WHAT TO WORK ON
Where an image occurs, skip it and print the rest of the records verbatim.

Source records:
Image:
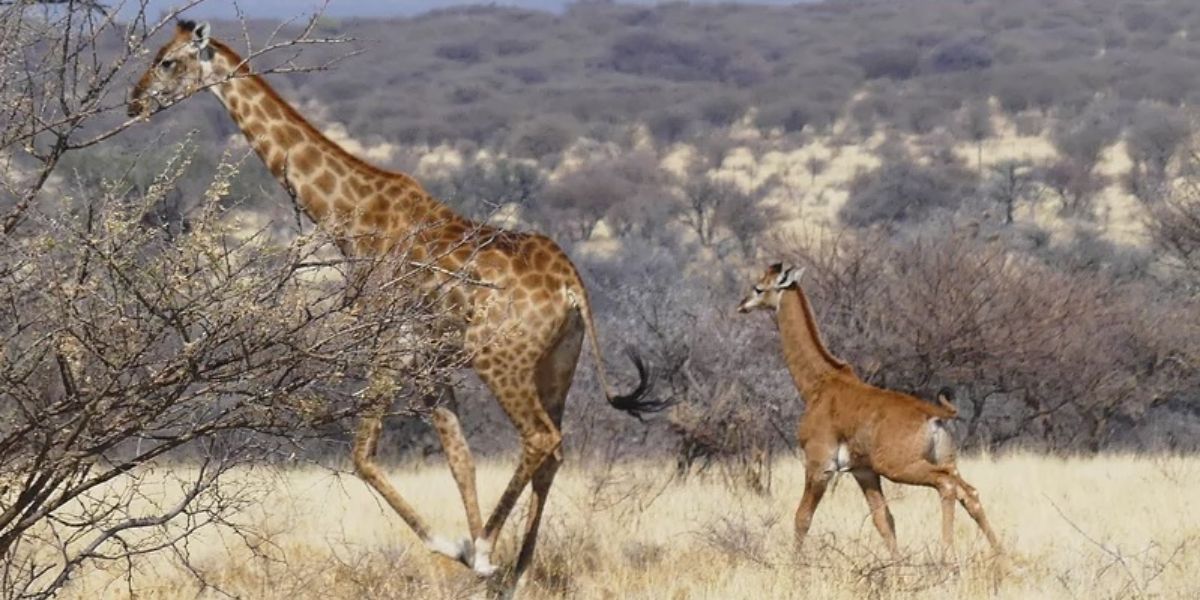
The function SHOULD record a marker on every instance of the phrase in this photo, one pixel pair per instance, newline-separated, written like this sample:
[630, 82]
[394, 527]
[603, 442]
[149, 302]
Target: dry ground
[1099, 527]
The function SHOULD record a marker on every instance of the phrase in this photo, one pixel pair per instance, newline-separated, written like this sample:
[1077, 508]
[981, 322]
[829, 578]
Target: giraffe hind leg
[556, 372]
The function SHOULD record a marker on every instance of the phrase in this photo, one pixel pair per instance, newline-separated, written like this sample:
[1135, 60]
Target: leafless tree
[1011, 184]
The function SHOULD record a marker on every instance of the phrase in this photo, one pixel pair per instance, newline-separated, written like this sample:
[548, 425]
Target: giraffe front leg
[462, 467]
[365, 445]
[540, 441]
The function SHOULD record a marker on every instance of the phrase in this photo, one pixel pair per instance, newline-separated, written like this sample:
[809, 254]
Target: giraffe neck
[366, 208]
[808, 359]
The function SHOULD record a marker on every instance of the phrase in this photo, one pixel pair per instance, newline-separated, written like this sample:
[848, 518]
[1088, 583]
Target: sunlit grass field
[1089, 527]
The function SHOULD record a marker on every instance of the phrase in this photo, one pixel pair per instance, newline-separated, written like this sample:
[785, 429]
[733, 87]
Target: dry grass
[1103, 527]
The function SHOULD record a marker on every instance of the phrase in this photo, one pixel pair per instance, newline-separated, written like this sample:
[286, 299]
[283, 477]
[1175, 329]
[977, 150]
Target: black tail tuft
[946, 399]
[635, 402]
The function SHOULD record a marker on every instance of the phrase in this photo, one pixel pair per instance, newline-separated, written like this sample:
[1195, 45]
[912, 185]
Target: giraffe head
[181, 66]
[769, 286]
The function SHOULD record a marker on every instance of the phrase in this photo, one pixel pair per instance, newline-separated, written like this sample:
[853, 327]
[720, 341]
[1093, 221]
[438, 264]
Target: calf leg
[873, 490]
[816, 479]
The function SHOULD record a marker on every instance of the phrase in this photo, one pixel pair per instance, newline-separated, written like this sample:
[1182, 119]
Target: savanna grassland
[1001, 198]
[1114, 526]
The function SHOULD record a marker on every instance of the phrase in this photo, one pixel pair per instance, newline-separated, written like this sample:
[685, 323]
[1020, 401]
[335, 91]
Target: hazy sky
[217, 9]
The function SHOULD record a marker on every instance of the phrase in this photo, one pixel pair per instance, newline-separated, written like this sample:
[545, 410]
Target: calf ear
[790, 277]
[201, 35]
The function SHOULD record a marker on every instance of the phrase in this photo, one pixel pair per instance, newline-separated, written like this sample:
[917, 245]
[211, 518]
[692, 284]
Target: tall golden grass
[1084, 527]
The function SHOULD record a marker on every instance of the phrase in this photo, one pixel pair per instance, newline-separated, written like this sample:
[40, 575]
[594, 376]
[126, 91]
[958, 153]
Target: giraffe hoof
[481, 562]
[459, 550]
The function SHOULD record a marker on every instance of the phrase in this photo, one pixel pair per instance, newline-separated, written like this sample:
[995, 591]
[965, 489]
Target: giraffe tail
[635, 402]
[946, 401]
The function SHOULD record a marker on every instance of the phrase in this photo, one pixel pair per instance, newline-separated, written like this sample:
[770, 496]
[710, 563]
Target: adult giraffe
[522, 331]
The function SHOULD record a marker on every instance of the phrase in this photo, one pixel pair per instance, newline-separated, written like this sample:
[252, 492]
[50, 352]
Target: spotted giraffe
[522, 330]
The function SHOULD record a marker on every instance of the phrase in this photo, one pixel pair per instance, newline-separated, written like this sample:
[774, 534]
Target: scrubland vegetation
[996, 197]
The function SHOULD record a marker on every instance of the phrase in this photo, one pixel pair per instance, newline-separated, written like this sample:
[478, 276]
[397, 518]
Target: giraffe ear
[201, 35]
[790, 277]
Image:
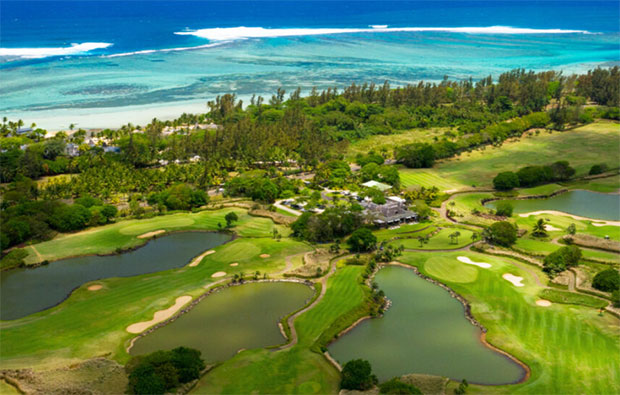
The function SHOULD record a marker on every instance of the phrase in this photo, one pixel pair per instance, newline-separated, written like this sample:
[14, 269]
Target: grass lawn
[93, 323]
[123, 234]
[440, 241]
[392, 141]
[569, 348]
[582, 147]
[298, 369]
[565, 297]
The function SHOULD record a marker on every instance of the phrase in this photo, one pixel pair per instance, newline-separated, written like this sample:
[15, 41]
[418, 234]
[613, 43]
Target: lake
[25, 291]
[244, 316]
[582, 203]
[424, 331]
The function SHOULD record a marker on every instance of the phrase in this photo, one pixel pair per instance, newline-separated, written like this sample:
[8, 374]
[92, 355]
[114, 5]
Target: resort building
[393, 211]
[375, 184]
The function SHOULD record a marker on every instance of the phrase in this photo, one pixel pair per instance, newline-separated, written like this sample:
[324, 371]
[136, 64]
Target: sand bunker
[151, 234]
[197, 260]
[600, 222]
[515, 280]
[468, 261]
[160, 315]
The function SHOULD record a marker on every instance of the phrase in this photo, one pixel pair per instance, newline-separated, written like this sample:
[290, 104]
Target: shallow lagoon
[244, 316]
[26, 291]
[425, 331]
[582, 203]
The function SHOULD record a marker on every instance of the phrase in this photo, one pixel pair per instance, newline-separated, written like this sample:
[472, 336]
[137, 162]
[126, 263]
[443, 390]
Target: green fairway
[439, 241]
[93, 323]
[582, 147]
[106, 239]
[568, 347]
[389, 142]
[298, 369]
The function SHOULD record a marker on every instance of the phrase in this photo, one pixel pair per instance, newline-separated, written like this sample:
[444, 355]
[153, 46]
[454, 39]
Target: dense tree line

RESPONSE TO THIS EXERCISE
Image:
The function SHOULD record a marker on every instance of the phrase in this photo, one pixel pair per instance, newline-separated, written like this sample:
[630, 82]
[394, 527]
[603, 442]
[149, 302]
Target: dry ground
[1099, 527]
The function SHOULD record a marker on every instance of the phrase in this photo, one pixel pair per instance, newline-separated, written like this sample:
[1077, 508]
[981, 322]
[829, 578]
Target: giraffe hind leg
[556, 372]
The function SHOULD record a marker on every instance of the phrase in this photo, one pixel pair per instance, newline-separated, written like this sample:
[1135, 60]
Target: leafless tree
[1011, 184]
The function SHOULD record a marker on every instance of the phrase in this photo, one pixel pair per instance, newline-separated, written like this sample:
[548, 425]
Target: giraffe front leg
[462, 467]
[365, 445]
[540, 441]
The function SHOULD record a marker on every instance of the phrase in this photo, one pixel pair per instance, newline-separated, written like this sample:
[809, 254]
Target: giraffe neck
[366, 208]
[808, 359]
The function SHOULD record a marker on every instance of the phrase in this photo, one pixel pair per instance, newline-separated, written like this sample:
[848, 518]
[1088, 583]
Target: sunlit grass field
[1089, 527]
The function SHOULD record a marker on every instance of the phrase in this photo, one pixel pair per instance, newline-separated, written like this sample:
[785, 429]
[733, 87]
Target: dry grass
[1103, 527]
The function SHOULD record a marker on every instance of the phrase in this photo, one pixel pair per instance, newline-separated, written like this sample:
[286, 299]
[283, 477]
[1175, 329]
[977, 150]
Target: black tail tuft
[946, 399]
[635, 402]
The function SHOULD record a marker on every instance of the phrase in this photo, one pixel pair per instance, newline-separated, written like this sample:
[1195, 45]
[912, 185]
Target: giraffe head
[181, 66]
[769, 286]
The function SHOULD record a marker on every instance of the phrase in this photo, one pixel pair per instance, newline-separated, written like this sample:
[853, 327]
[720, 341]
[1093, 221]
[438, 264]
Target: calf leg
[873, 490]
[816, 479]
The function SHOULD record a marker on every instance of the phrase in this photo, one pixel pair per instance, newline-separated, written like this sample:
[1182, 119]
Target: savanna grassland
[1001, 198]
[1114, 526]
The function SHOULD record a marker on every instance of the phrase in this photo, one pixel pair per instance, newline-separated, written like this sample:
[685, 323]
[1020, 401]
[335, 91]
Target: hazy sky
[217, 9]
The function SHOULD record a marker on every instance of the phrase in this photo, one pixel pair per instance, newline-separated, written like this sample:
[545, 410]
Target: calf ear
[790, 277]
[201, 35]
The function SHOULD record a marker on every instance of the phrase in this photo, one pixel pair per instance, newline-separated, written like this sample:
[917, 245]
[211, 518]
[692, 284]
Target: tall golden grass
[1084, 527]
The function SHOULD record a marker on every instance of the phrase in this photo, one pixel pair per instance, newline-separated, written like this sample:
[40, 575]
[594, 376]
[126, 91]
[958, 153]
Target: giraffe hoof
[481, 562]
[459, 550]
The function SHOULD record a marker on every instance of the phrase in this photo, one pixel pair per instance, newline-separated, written like this sample:
[995, 591]
[965, 489]
Target: giraffe tail
[635, 402]
[946, 401]
The function SHOULD record a marker on every instance of the phrase in this photo, one pixel pair per instance, newline-separated, written like this sample:
[770, 496]
[710, 563]
Target: adult giraffe
[522, 331]
The function SHOULD record a marker on every instance of the phrase in this photo, one pixel pair per instance, newline-separated, written like this sample:
[252, 492]
[50, 352]
Target: spotted giraffe
[522, 330]
The function SHOULD record a marker on every instance of the phrase in this photo, one pixel pair per instance, newline-separated, written like this sample:
[774, 534]
Target: scrubland vegetation
[996, 197]
The function SHOULD record a marker on every instance of the phrase in this photo, one pixel pair per instance, newline-separated, written like this sample:
[478, 276]
[397, 518]
Target: giraffe ear
[201, 35]
[790, 277]
Image:
The function SHOULD record a marker on every instance of the phrase in this photo, one pixel pair per instance, newline-separated, written like this sample:
[14, 269]
Target: grass lawn
[93, 323]
[123, 234]
[440, 241]
[392, 141]
[569, 348]
[582, 147]
[298, 369]
[565, 297]
The function SHOULD record a marker on every instance of the phrase in this photo, one pixel pair per instance, newline-separated, written like this sample:
[15, 41]
[418, 234]
[613, 43]
Target: lake
[25, 291]
[244, 316]
[582, 203]
[424, 331]
The function SHOULD record a marker on every instance of the phrase in this photo, one pixel pair per instance, newline-separated, written like this sample:
[8, 374]
[92, 355]
[114, 5]
Target: resort building
[393, 211]
[375, 184]
The function SHOULD record a marker on every instance of the phrase in this photo, one pixel pair per instance, newline-separated, written like this sample:
[324, 371]
[136, 64]
Target: sand bunker
[151, 234]
[197, 260]
[600, 222]
[515, 280]
[468, 261]
[160, 315]
The function SHOULD record a marker on every instance of the phrase in this photo, one pixel pair per instance, newline-separated, written like this sample:
[290, 104]
Target: shallow lagoon
[244, 316]
[26, 291]
[425, 331]
[582, 203]
The function SHOULD record a marker on every instance of the phrase in this photo, one pixel pair per instance, newline-separated, written like this sample:
[472, 336]
[137, 162]
[126, 263]
[443, 390]
Target: green fairway
[439, 241]
[93, 323]
[582, 147]
[106, 239]
[568, 347]
[389, 142]
[298, 369]
The function SHOULD record a marker on every instance of the phrase in this photo, one pixel pair per instance, newline-separated, written like this sample:
[444, 355]
[153, 46]
[454, 39]
Target: dense tree line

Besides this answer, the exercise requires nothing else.